(Stored dataset items)
************

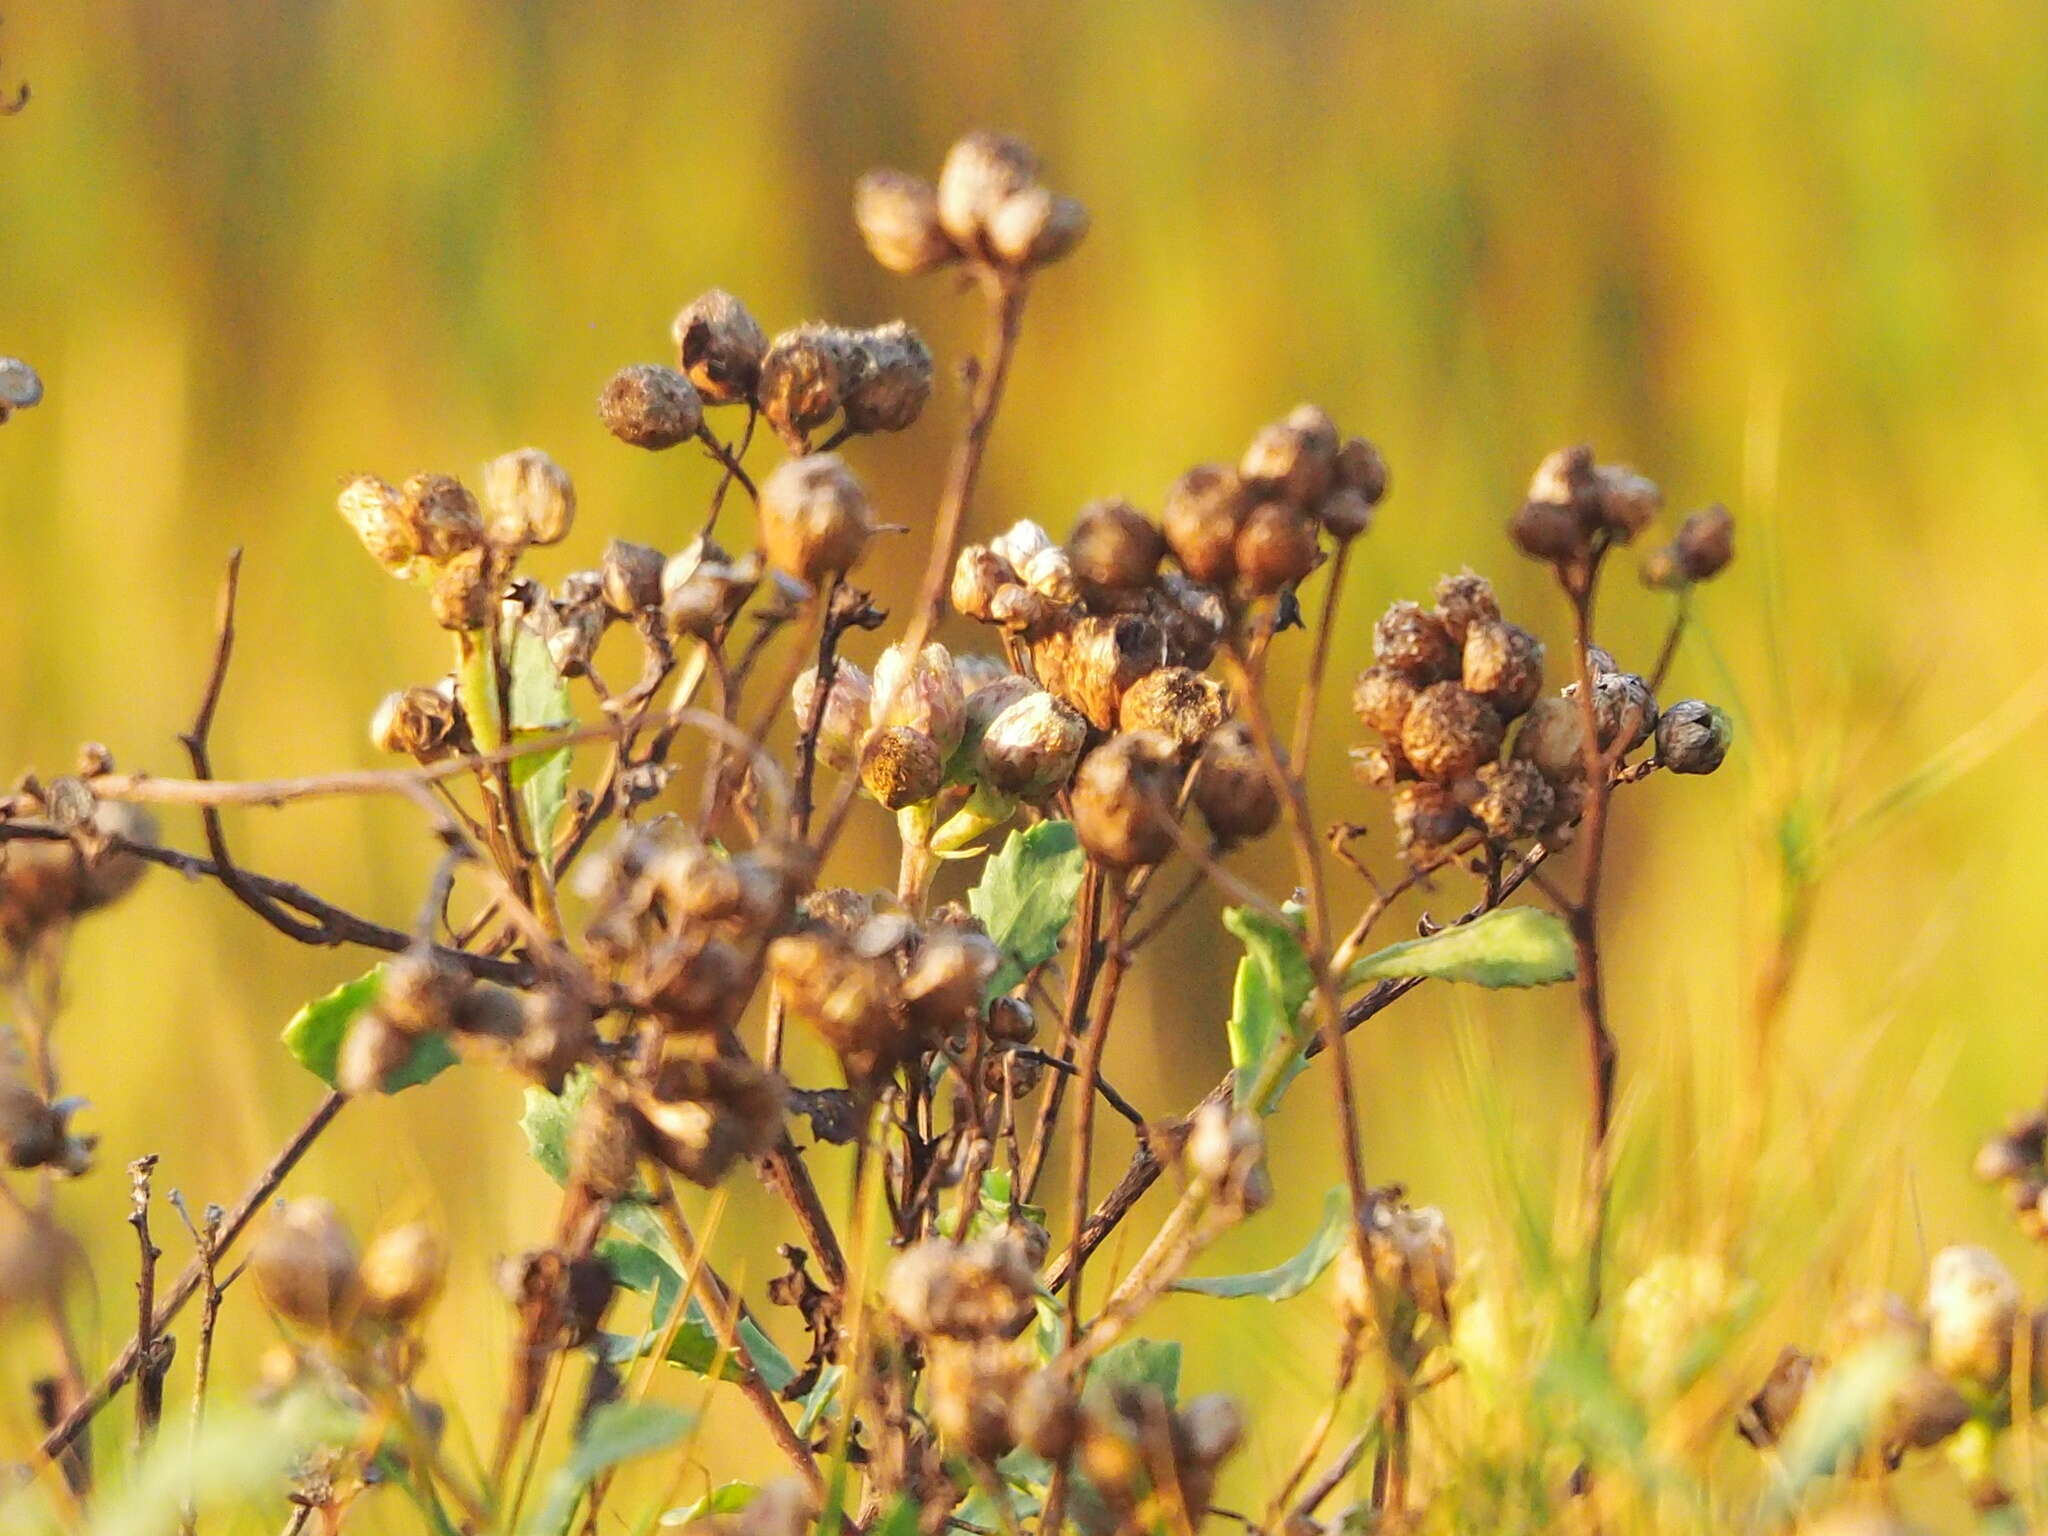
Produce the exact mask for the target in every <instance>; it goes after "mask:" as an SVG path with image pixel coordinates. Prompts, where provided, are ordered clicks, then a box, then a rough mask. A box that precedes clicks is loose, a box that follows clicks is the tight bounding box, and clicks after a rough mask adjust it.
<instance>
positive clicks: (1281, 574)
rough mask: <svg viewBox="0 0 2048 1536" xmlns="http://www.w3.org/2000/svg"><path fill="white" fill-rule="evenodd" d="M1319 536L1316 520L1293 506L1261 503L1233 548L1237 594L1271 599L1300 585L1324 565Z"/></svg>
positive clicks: (1231, 547) (1238, 533) (1249, 596)
mask: <svg viewBox="0 0 2048 1536" xmlns="http://www.w3.org/2000/svg"><path fill="white" fill-rule="evenodd" d="M1315 535H1317V522H1315V518H1311V516H1309V514H1307V512H1303V510H1300V508H1298V506H1294V504H1292V502H1260V504H1257V506H1255V508H1251V512H1249V514H1247V516H1245V526H1241V528H1239V530H1237V543H1235V545H1233V547H1231V563H1233V565H1235V567H1237V590H1239V592H1243V594H1245V596H1247V598H1270V596H1272V594H1274V592H1280V590H1282V588H1288V586H1294V584H1296V582H1300V580H1303V578H1305V575H1309V571H1313V569H1315V567H1317V565H1321V563H1323V547H1321V545H1319V543H1317V537H1315Z"/></svg>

************

- **Required work**
Could you repeat the data exactly, omitting its pictures?

- **Written solution**
Produce the exact mask for the target in every <instance>; it goes after "mask:" as an SVG path with image pixel coordinates. Prompts, where provided, are ordered clicks, then a box, then a rough mask. A box that precedes clicks is loose, a box that follows clicks is the tight bounding box, and clicks after a rough mask adjust it.
<instance>
positive clicks: (1281, 574)
rough mask: <svg viewBox="0 0 2048 1536" xmlns="http://www.w3.org/2000/svg"><path fill="white" fill-rule="evenodd" d="M1319 536L1316 520L1293 506L1261 503L1233 548L1237 594L1271 599L1300 585L1324 565Z"/></svg>
positive clicks: (1231, 547) (1238, 533) (1249, 596)
mask: <svg viewBox="0 0 2048 1536" xmlns="http://www.w3.org/2000/svg"><path fill="white" fill-rule="evenodd" d="M1315 535H1317V522H1315V518H1311V516H1309V514H1307V512H1303V510H1300V508H1298V506H1294V504H1292V502H1260V504H1257V506H1255V508H1251V512H1249V514H1247V516H1245V526H1241V528H1239V530H1237V543H1235V545H1233V547H1231V563H1233V565H1235V567H1237V590H1239V592H1243V594H1245V596H1247V598H1270V596H1272V594H1274V592H1280V590H1282V588H1288V586H1294V584H1296V582H1300V580H1303V578H1305V575H1309V571H1313V569H1315V567H1317V565H1321V563H1323V547H1321V545H1319V543H1317V537H1315Z"/></svg>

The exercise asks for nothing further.